TASK OBJECTIVE = Only an exact repetition of the entries counts as an answer.

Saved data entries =
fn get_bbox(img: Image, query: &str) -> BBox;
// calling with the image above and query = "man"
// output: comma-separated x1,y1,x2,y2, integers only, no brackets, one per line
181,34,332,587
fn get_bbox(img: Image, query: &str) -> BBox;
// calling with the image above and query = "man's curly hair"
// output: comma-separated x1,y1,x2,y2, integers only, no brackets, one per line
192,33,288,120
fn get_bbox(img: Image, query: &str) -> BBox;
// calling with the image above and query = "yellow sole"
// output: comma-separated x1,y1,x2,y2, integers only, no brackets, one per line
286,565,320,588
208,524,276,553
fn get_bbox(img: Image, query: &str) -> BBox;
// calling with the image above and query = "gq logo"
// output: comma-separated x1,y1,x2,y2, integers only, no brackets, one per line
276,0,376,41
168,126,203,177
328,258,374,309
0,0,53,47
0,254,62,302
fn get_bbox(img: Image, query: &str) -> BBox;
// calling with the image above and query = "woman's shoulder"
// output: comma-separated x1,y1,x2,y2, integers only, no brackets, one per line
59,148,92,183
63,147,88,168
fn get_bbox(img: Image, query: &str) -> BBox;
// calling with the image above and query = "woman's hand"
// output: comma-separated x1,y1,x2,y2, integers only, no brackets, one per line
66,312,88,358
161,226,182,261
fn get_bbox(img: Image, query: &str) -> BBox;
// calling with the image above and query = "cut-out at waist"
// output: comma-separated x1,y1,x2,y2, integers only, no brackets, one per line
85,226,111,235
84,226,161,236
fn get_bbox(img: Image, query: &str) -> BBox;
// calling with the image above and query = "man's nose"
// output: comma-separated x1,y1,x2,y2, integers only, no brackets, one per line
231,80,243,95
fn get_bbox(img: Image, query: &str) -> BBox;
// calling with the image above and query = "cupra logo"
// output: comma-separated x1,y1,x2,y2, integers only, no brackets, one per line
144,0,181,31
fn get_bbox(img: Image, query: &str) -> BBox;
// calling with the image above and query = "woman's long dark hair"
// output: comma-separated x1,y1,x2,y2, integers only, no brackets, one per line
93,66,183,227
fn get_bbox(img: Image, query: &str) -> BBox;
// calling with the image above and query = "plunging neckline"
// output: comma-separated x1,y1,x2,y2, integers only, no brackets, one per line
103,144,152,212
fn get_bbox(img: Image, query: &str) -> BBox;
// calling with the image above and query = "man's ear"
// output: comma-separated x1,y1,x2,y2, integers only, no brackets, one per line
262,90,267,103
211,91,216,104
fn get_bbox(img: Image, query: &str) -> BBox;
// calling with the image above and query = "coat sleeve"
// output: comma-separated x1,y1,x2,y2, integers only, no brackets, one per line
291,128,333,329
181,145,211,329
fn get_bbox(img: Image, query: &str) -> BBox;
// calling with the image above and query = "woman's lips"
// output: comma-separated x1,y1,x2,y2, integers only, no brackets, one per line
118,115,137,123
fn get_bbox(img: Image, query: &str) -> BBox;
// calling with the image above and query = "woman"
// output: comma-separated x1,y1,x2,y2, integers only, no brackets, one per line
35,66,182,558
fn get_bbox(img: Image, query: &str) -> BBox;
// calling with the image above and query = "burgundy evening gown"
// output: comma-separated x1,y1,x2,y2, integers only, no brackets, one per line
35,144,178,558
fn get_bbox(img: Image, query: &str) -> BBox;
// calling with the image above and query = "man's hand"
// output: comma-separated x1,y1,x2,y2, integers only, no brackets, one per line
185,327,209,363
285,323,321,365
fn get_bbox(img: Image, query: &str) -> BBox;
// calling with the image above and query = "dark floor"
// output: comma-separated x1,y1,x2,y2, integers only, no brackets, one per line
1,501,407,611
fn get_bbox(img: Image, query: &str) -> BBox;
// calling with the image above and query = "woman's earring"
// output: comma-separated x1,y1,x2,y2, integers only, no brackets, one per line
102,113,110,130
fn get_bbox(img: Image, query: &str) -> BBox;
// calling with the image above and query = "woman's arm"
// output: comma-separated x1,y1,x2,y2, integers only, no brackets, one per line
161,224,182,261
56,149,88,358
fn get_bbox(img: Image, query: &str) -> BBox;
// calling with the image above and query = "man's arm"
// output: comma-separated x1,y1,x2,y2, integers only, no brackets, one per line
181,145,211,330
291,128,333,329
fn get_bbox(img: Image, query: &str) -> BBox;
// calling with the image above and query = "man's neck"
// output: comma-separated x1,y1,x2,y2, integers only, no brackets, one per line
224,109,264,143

EXERCISE OUTPUT =
fn get_bbox(img: Image, query: &str) -> BBox;
// calling with the image above and query = "man"
// output: comma-separated x1,y1,x2,y2, integers only, no brackets, one per line
181,34,332,587
fn get_bbox(img: Image, query: &str) -> BBox;
// calling with the image above and query = "man's curly hair"
// output: comma-separated x1,y1,x2,y2, integers only, no brackets, one per line
192,33,288,120
fn get_bbox(img: Image, query: &str) -> BBox;
// calling with the image above and query = "yellow sole"
// output: comma-separated x1,y1,x2,y2, integers only, no brackets, one per line
286,565,320,588
208,524,276,553
fn get_bbox(img: Image, query: &str) -> BBox;
// calling with the image above and query = "gq logo"
// output: comma-separated x1,y1,x2,y2, integers only, no brackets, one per line
276,0,376,41
168,126,203,177
328,258,374,309
0,0,53,47
0,254,62,302
fn get_bbox(img: Image, query: &str) -> BBox;
// calling with the image above and query = "woman's shoulder"
// output: comma-separated x1,y1,x2,y2, integers only, no brackets, one per line
59,148,92,183
63,147,88,168
fn get_bbox(img: Image, query: &str) -> BBox;
// calling with the image above and query = "woman's hand"
// output: comma-separated x1,y1,x2,y2, integers only, no brackets, one per line
66,312,88,358
161,226,182,261
fn get_bbox(img: Image, query: &str) -> BBox;
// calling with the image above and query = "cut-out at waist"
// output: comma-separated x1,y1,x2,y2, integers only, no brackets, one per line
85,226,111,235
84,226,161,236
fn get_bbox(img: Image, query: &str) -> BBox;
// calling with the image above and query = "man's nose"
// output: comma-separated x1,y1,x2,y2, integers only, no brackets, one per line
231,80,243,95
fn get_bbox(img: Image, query: &str) -> BBox;
// calling with the image above and query = "cupra logo"
// output: comma-separated x1,y1,x2,y2, integers only, no brackets, one per line
144,0,181,31
fn get_bbox(img: Image, query: &str) -> BBox;
// calling with the image above and query = "woman's long dark hair"
// output: comma-separated x1,y1,x2,y2, integers only, no brackets, one per line
93,66,183,227
fn get_bbox(img: Image, query: &str) -> BBox;
// calling with the image above and query = "plunging neckline"
// output: comma-separated x1,y1,x2,y2, integers only, no brackets, one per line
103,144,152,212
fn get_bbox(img: Image, query: &str) -> BBox;
// calling with the image above and query = "man's ear"
// output: comma-separated x1,y1,x2,y2, integers only, no brackets, one per line
262,90,267,103
211,91,216,104
fn get_bbox(img: Image, query: &str) -> BBox;
// calling with the image above and query = "coat sleeve"
// output: comma-separated x1,y1,x2,y2, integers only, no brackets, one per line
291,128,333,329
181,145,211,329
fn get_bbox(img: Image, query: &str) -> BBox;
// calling with the image above and query = "woman's lips"
// output: comma-separated x1,y1,x2,y2, integers only, no brackets, one per line
118,115,137,123
fn get_bbox(img: Image, query: &str) -> BBox;
// calling with the image above and query = "woman"
// output: comma-separated x1,y1,x2,y2, integers only, no brackets, one per line
35,66,182,558
fn get_bbox(img: Image, query: &str) -> BBox;
// calling with the image above and query = "burgundy evening gown"
// output: comma-separated x1,y1,x2,y2, integers only, no brackets, one per line
35,144,178,558
fn get_bbox(img: Image, query: &str) -> BBox;
// calling with the image above and query = "man's hand"
// output: comma-separated x1,y1,x2,y2, integers only, no brackets, one per line
185,327,209,363
285,323,321,365
fn get_bbox(img: Image, query: &str) -> BBox;
// calling with the image above and query = "dark floor"
// output: comma-separated x1,y1,x2,y2, integers only, no brackets, one per line
1,501,407,611
fn get_bbox(img: Image, query: &str) -> BBox;
// calling with the image above and query = "woman's earring"
// output: comma-separated x1,y1,x2,y2, integers only, no brackets, one per line
102,113,110,130
fn get_bbox(img: Image, query: &str) -> BBox;
// calling with the image above and query = "woman's arm"
// output: comma-separated x1,y1,x2,y2, integers only, no brackets, one per line
161,224,182,261
56,149,88,358
fn get_bbox(img: Image, query: &str) -> BBox;
// calling with the image above and query = "man's arm"
// output: comma-separated x1,y1,x2,y2, integers only, no brackets, one per line
181,145,211,330
291,128,333,329
fn get_bbox(img: Image, query: &str) -> BBox;
// calling with the image above and query = "man's neck"
// output: comma-separated x1,y1,x2,y2, integers only, no brackets, one per line
224,109,264,143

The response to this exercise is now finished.